== 文書抜粋 ==

研究グループは、微弱な近赤外光を高い効率で可視光に変換できるコアシェル型希土類系アップコンバージョンナノ粒子を開発した。さらに、このナノ粒子を可視光に応答する無機半導体材料(ハロゲン化鉛ペロブスカイト)と組み合わせた近赤外受光素子(フォトダイオード)を開発し、高感度に検出することが難しいとされてきた微弱な近赤外光を75%の効率で電気信号に変換することに成功した。すなわち、高感度に検出することが難しいとされてきた近赤外光を、既存の技術や材料で高い精度の検出が可能な可視光に変換するという安価で簡便な新しい手法により、微弱な近赤外光の検出効率の飛躍的向上を達成した。

研究成果は、低いエネルギーの近赤外光を高いエネルギーの可視光に変換するナノ材料を利用した省資源・省エネな新しい近赤外光の検出手法を提案したものである。太陽光の中でも検出やエネルギーとしての利用が難しい近赤外領域の微弱な光を可視光に“変換して利用する”ことを可能としたこの技術により、光センサの近赤外光受光感度や太陽電池などの人工光合成における太陽光利用効率の飛躍的な向上が期待される。

研究は、桐蔭横浜大学 医用工学部 臨床工学科の宮坂力特任教授との共同開発。

研究成果は、2022年12月9日(米国東部時間)に国際科学誌「Advanced Photonics Research」のオンライン版で公開された。

===
== データ一覧 ==

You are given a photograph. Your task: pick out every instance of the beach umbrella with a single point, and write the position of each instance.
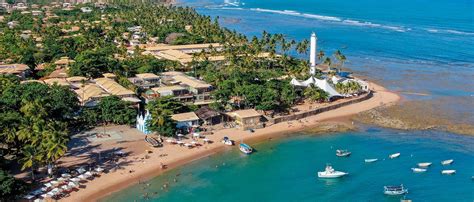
(66, 175)
(99, 169)
(81, 170)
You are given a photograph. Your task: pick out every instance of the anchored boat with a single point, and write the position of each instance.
(246, 149)
(448, 172)
(395, 190)
(227, 141)
(329, 172)
(370, 160)
(342, 153)
(447, 162)
(392, 156)
(424, 165)
(418, 170)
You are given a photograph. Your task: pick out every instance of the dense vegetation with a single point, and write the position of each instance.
(36, 120)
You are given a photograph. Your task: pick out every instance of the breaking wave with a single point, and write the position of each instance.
(350, 22)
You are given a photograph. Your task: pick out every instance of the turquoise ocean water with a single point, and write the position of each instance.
(408, 45)
(285, 170)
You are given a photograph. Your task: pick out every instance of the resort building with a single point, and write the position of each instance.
(19, 70)
(209, 116)
(90, 94)
(186, 120)
(145, 80)
(112, 87)
(246, 119)
(197, 90)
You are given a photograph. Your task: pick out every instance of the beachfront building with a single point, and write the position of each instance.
(185, 88)
(145, 80)
(209, 116)
(246, 119)
(186, 120)
(19, 70)
(112, 87)
(141, 122)
(90, 94)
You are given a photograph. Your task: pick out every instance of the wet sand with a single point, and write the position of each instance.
(174, 155)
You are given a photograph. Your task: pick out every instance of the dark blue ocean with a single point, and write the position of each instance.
(411, 46)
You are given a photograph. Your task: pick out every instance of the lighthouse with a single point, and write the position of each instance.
(312, 54)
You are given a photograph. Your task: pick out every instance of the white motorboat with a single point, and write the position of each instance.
(425, 164)
(395, 190)
(370, 160)
(246, 149)
(392, 156)
(329, 172)
(227, 141)
(447, 162)
(343, 153)
(419, 170)
(448, 172)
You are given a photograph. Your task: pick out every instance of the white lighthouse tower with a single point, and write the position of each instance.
(312, 54)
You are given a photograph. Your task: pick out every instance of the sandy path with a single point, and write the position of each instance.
(176, 155)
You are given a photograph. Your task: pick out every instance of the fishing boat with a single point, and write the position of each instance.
(392, 156)
(419, 170)
(246, 149)
(448, 172)
(447, 162)
(370, 160)
(424, 165)
(152, 141)
(395, 190)
(329, 172)
(227, 141)
(342, 153)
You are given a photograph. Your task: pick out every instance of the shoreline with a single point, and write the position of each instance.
(176, 156)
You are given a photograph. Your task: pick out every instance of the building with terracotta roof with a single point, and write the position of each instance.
(246, 119)
(145, 80)
(19, 70)
(186, 120)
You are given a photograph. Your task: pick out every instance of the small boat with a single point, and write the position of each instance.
(394, 190)
(448, 172)
(342, 153)
(227, 141)
(424, 165)
(370, 160)
(246, 149)
(329, 172)
(392, 156)
(419, 170)
(152, 141)
(447, 162)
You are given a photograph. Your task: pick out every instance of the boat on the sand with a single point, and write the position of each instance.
(329, 172)
(246, 149)
(152, 141)
(227, 141)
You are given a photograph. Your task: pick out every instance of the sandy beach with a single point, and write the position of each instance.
(173, 155)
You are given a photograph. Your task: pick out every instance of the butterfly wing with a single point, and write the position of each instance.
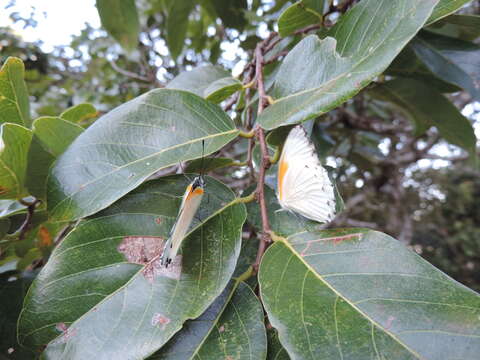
(303, 183)
(190, 204)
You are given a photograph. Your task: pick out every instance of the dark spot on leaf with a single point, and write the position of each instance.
(61, 327)
(146, 250)
(389, 322)
(141, 249)
(159, 319)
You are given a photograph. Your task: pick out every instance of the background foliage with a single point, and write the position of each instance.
(403, 150)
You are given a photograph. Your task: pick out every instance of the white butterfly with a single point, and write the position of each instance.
(190, 203)
(303, 183)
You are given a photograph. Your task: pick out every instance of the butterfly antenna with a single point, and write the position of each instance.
(202, 171)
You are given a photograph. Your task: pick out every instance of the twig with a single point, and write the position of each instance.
(28, 220)
(265, 238)
(128, 73)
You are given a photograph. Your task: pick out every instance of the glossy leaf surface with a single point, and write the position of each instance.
(359, 294)
(211, 82)
(120, 19)
(177, 23)
(14, 103)
(364, 42)
(14, 144)
(445, 8)
(122, 148)
(135, 293)
(232, 327)
(51, 137)
(428, 107)
(79, 113)
(299, 15)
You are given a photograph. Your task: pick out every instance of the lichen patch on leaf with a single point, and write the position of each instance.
(161, 320)
(141, 249)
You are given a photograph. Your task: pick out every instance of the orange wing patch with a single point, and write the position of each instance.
(282, 170)
(196, 192)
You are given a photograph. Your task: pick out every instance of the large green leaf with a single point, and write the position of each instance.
(105, 279)
(452, 60)
(79, 113)
(407, 64)
(231, 12)
(177, 22)
(299, 15)
(275, 350)
(12, 290)
(318, 75)
(360, 294)
(231, 328)
(120, 19)
(445, 8)
(51, 137)
(14, 144)
(211, 82)
(14, 104)
(428, 107)
(121, 149)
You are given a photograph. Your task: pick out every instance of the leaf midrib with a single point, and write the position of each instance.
(134, 276)
(82, 188)
(318, 276)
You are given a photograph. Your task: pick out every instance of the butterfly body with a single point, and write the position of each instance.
(303, 183)
(190, 203)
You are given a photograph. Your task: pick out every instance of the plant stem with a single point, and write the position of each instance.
(27, 223)
(265, 239)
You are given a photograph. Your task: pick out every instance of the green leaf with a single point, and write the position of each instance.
(318, 75)
(14, 144)
(51, 137)
(275, 350)
(211, 82)
(427, 107)
(208, 164)
(360, 294)
(452, 60)
(407, 64)
(221, 89)
(231, 328)
(120, 19)
(465, 27)
(160, 128)
(14, 104)
(11, 207)
(12, 290)
(445, 8)
(282, 221)
(300, 15)
(231, 12)
(143, 303)
(4, 227)
(177, 23)
(79, 113)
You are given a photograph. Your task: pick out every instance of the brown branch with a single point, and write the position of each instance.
(128, 73)
(28, 220)
(265, 238)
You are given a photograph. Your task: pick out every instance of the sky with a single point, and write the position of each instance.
(57, 20)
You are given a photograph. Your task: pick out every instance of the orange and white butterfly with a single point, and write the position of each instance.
(303, 184)
(190, 203)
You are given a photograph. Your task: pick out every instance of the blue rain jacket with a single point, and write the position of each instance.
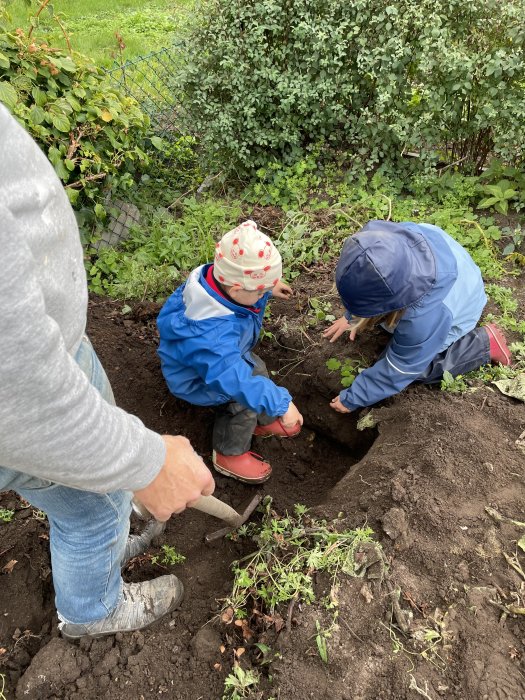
(388, 266)
(205, 344)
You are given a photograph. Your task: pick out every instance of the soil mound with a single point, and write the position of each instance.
(423, 478)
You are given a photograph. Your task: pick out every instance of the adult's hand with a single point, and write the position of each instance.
(338, 406)
(338, 328)
(182, 480)
(282, 290)
(291, 417)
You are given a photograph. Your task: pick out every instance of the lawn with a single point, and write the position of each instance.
(92, 25)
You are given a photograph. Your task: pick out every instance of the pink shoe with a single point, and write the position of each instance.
(278, 429)
(499, 351)
(248, 467)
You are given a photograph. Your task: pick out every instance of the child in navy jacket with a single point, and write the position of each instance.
(208, 329)
(424, 288)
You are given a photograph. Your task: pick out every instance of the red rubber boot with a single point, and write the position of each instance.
(249, 467)
(499, 351)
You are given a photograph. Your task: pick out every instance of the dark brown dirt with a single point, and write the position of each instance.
(422, 479)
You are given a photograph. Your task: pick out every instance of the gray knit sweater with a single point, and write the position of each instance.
(53, 423)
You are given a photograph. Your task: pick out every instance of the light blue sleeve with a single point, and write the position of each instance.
(416, 341)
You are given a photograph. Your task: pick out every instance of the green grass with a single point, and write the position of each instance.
(91, 25)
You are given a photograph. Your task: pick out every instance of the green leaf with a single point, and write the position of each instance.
(157, 142)
(37, 114)
(347, 380)
(72, 195)
(333, 364)
(61, 122)
(8, 94)
(100, 212)
(39, 96)
(489, 202)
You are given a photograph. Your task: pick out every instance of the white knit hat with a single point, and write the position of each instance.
(246, 258)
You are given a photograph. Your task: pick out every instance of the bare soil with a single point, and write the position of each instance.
(421, 478)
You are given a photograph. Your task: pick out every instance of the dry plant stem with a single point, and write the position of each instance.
(513, 561)
(40, 10)
(290, 612)
(502, 518)
(399, 615)
(414, 686)
(89, 178)
(345, 623)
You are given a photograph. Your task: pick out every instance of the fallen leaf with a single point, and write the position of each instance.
(366, 593)
(10, 566)
(227, 616)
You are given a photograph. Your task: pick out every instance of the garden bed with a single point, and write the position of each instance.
(421, 478)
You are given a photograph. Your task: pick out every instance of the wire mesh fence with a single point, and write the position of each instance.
(151, 80)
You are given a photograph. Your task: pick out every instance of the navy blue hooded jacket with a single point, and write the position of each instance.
(418, 267)
(205, 344)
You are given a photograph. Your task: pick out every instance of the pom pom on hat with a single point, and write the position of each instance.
(245, 257)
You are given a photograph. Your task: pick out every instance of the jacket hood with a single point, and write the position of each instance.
(384, 267)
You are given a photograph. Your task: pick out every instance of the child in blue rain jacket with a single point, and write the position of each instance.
(208, 328)
(423, 287)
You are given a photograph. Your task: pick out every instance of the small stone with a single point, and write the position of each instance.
(394, 523)
(206, 644)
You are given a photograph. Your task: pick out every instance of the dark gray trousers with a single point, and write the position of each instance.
(234, 423)
(466, 354)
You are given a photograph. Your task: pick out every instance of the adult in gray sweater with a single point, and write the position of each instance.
(64, 445)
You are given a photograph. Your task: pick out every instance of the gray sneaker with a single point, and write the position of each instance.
(137, 544)
(140, 605)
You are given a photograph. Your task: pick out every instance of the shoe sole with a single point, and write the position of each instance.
(494, 334)
(98, 635)
(244, 480)
(279, 437)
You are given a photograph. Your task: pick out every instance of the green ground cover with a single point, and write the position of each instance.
(92, 25)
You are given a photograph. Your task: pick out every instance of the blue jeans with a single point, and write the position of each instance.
(87, 531)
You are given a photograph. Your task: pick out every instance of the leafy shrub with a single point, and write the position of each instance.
(94, 136)
(156, 258)
(272, 79)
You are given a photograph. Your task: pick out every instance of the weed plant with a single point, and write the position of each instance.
(158, 256)
(169, 557)
(92, 25)
(240, 683)
(290, 551)
(6, 515)
(348, 369)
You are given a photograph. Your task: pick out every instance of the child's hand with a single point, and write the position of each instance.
(338, 406)
(291, 417)
(338, 328)
(282, 290)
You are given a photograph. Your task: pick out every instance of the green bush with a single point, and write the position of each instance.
(94, 136)
(157, 257)
(273, 78)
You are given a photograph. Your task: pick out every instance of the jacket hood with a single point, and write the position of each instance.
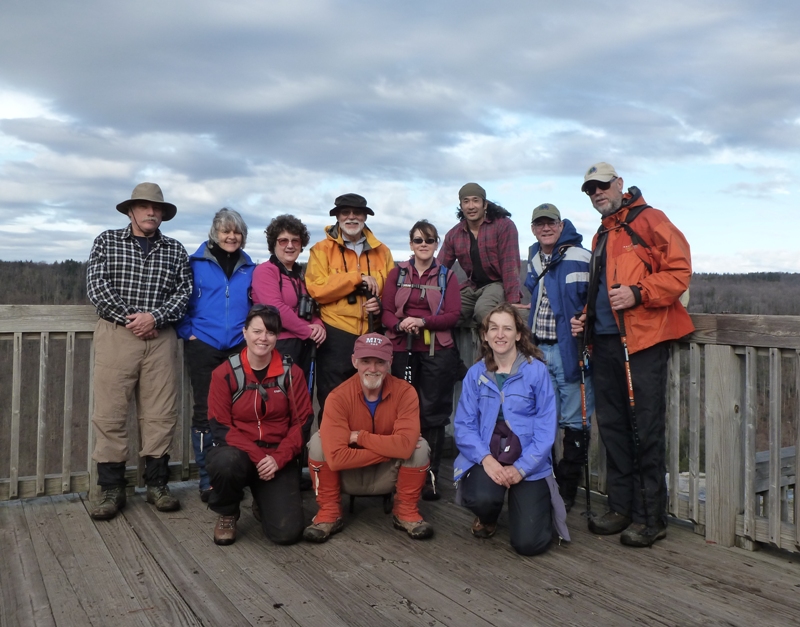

===

_指示内容 1:_ 近赤外光検出の文章のうち、「研究グループは、微弱な近赤外」から「研究は、桐蔭横浜大学 医用工学部 臨床工学科の宮坂力特任教授との共同開発。」までを一字一句そのまま書き写してください。
_指示内容 2:_
近赤外光検出の文章をもとに、次の問いに答えよ。
(a) 開発した近赤外受光素子は、微弱な近赤外光を何%の効率で電気信号に変換したか。
(b) 研究の共同開発者は誰か。
(c) 研究成果は何という国際科学誌のオンライン版で公開されたか。
_指示内容 3:_ 近赤外光検出の文章の内容を2文で要約せよ。

_出力全文 1:_
研究グループは、微弱な近赤外光を高い効率で可視光に変換できるコアシェル型希土類系アップコンバージョンナノ粒子を開発した。さらに、このナノ粒子を可視光に応答する無機半導体材料(ハロゲン化鉛ペロブスカイト)と組み合わせた近赤外受光素子(フォトダイオード)を開発し、高感度に検出することが難しいとされてきた微弱な近赤外光を75%の効率で電気信号に変換することに成功した。すなわち、高感度に検出することが難しいとされてきた近赤外光を、既存の技術や材料で高い精度の検出が可能な可視光に変換するという安価で簡便な新しい手法により、微弱な近赤外光の検出効率の飛躍的向上を達成した。

研究成果は、低いエネルギーの近赤外光を高いエネルギーの可視光に変換するナノ材料を利用した省資源・省エネな新しい近赤外光の検出手法を提案したものである。太陽光の中でも検出やエネルギーとしての利用が難しい近赤外領域の微弱な光を可視光に“変換して利用する”ことを可能としたこの技術により、光センサの近赤外光受光感度や太陽電池などの人工光合成における太陽光利用効率の飛躍的な向上が期待される。

研究は、桐蔭横浜大学 医用工学部 臨床工学科の宮坂力特任教授との共同開発。

_出力全文 2:_
(a) 75%
(b) 桐蔭横浜大学 医用工学部 臨床工学科の宮坂力特任教授
(c) Advanced Photonics Research

_出力全文 3:_ 研究グループは、微弱な近赤外光を高い効率で可視光に変換するコアシェル型希土類系アップコンバージョンナノ粒子を開発し、これをハロゲン化鉛ペロブスカイトと組み合わせたフォトダイオードで、微弱な近赤外光を75%の効率で電気信号に変換することに成功した。この技術により、光センサの近赤外光受光感度や、太陽電池などの人工光合成における太陽光利用効率の飛躍的な向上が期待される。